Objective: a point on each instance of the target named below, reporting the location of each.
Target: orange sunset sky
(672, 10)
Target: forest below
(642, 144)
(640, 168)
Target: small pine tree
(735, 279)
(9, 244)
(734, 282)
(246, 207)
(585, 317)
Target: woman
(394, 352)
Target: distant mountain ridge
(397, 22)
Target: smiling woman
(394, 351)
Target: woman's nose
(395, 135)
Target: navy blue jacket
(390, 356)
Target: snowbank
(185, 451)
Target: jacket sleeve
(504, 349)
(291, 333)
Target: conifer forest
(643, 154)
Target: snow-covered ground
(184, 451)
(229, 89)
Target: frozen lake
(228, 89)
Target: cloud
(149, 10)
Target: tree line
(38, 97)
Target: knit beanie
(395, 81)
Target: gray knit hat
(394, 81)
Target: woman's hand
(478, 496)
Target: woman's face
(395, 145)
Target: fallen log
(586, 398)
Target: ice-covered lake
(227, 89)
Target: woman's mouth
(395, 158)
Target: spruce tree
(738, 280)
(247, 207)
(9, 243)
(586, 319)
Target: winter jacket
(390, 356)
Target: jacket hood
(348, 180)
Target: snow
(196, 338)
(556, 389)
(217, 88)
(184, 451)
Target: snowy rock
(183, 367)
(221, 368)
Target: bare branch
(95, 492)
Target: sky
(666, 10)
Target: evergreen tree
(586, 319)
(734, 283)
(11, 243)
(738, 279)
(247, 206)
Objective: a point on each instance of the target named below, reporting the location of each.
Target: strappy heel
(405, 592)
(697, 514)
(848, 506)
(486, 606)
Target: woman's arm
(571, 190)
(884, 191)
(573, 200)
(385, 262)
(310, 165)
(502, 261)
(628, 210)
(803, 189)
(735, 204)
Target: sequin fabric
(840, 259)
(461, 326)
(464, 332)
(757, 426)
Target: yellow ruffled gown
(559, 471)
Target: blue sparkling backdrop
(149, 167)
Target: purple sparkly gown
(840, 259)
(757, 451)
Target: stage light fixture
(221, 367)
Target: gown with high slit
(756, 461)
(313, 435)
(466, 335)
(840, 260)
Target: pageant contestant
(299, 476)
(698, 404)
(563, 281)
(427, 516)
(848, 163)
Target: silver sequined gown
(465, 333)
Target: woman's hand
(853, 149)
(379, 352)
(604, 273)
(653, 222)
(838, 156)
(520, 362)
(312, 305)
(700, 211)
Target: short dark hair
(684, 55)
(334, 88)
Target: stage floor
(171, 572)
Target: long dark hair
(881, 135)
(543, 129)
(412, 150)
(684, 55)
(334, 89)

---------------

_Task requirements_:
Every line from the one containing "Target: gown with high slit" through the final line of the data above is to be restated word for word, and nothing more.

_Solution to this task_:
Target: gown with high slit
(756, 461)
(313, 435)
(466, 335)
(840, 260)
Target: pageant contestant
(299, 476)
(698, 404)
(563, 281)
(427, 516)
(848, 163)
Target: silver sequined gown
(465, 333)
Target: woman's hand
(853, 149)
(379, 352)
(604, 273)
(653, 222)
(838, 156)
(520, 362)
(312, 305)
(700, 211)
Target: short dark hair
(684, 55)
(334, 88)
Target: stage floor
(171, 572)
Target: long dark hair
(881, 135)
(543, 129)
(412, 150)
(684, 55)
(334, 89)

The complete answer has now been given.